Problem requirements:
Look below for the line containing "INSTRUCTION = locate a point on each instance of the striped"; from there, print each line exactly up to and including the line containing "TARGET = green jacket", and stop.
START Material for this exercise
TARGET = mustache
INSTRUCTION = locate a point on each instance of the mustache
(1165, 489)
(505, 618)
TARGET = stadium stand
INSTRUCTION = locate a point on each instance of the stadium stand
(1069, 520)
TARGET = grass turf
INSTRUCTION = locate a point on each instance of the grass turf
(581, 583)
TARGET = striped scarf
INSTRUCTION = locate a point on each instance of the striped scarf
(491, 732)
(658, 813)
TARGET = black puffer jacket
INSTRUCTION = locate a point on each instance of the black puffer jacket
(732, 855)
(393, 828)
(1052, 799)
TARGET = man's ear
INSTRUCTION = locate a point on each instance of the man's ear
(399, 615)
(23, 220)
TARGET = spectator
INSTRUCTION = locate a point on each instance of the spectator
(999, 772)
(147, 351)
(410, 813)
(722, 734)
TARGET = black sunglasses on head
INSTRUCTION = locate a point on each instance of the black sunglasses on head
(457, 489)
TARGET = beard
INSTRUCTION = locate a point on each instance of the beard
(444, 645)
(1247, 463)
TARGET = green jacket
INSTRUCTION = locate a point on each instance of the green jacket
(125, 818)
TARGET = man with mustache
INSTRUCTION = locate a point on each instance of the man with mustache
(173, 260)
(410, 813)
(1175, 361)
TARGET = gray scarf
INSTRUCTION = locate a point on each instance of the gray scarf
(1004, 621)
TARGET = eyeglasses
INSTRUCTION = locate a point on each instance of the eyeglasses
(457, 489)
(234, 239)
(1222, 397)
END Material for this exercise
START Material for this exercise
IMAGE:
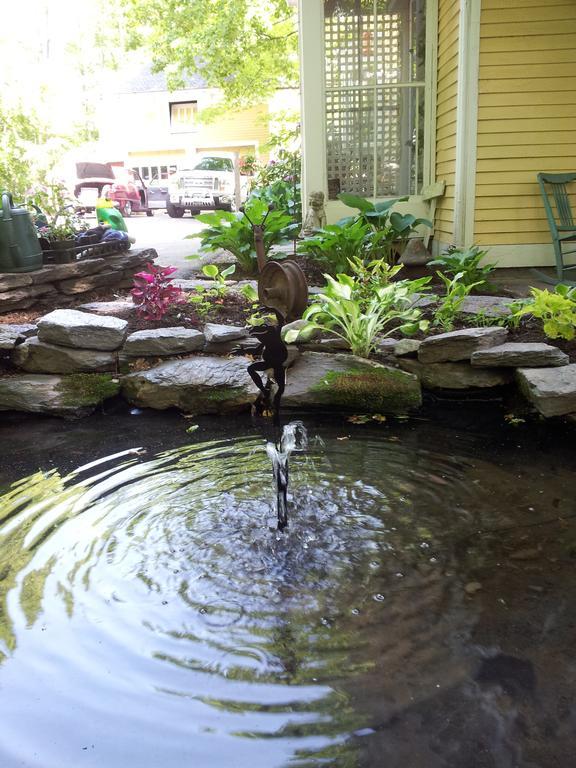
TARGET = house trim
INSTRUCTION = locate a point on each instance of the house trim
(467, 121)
END Material for this exercise
START Material for this exercise
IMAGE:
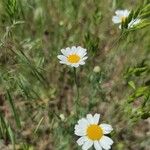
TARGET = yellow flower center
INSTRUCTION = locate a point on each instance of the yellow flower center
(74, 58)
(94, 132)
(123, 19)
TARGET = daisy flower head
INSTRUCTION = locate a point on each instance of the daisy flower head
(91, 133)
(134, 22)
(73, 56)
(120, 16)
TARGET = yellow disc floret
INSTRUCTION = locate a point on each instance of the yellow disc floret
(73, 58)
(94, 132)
END Material for this exercise
Reply:
INSTRUCTION = locate a point on each instance of the striped scarf
(491, 732)
(658, 813)
TARGET = black puffer jacket
INSTRUCTION = locate a point on each instance of the black puffer jacket
(732, 855)
(393, 828)
(1052, 799)
TARGET = man's ear
INSTRUCTION = locate a point on each instance of the man's ear
(399, 615)
(23, 220)
TARGET = spectator
INSTRUCTION = locate a point on each instance of the spectator
(999, 772)
(147, 351)
(410, 813)
(722, 734)
TARGET = black sunglasses on head
INSTRUCTION = locate a point on each instance of the black sunglasses on head
(457, 489)
TARGET = beard
INSTRUCTION = locate a point on each instance of the beard
(444, 645)
(1247, 463)
TARGET = green jacket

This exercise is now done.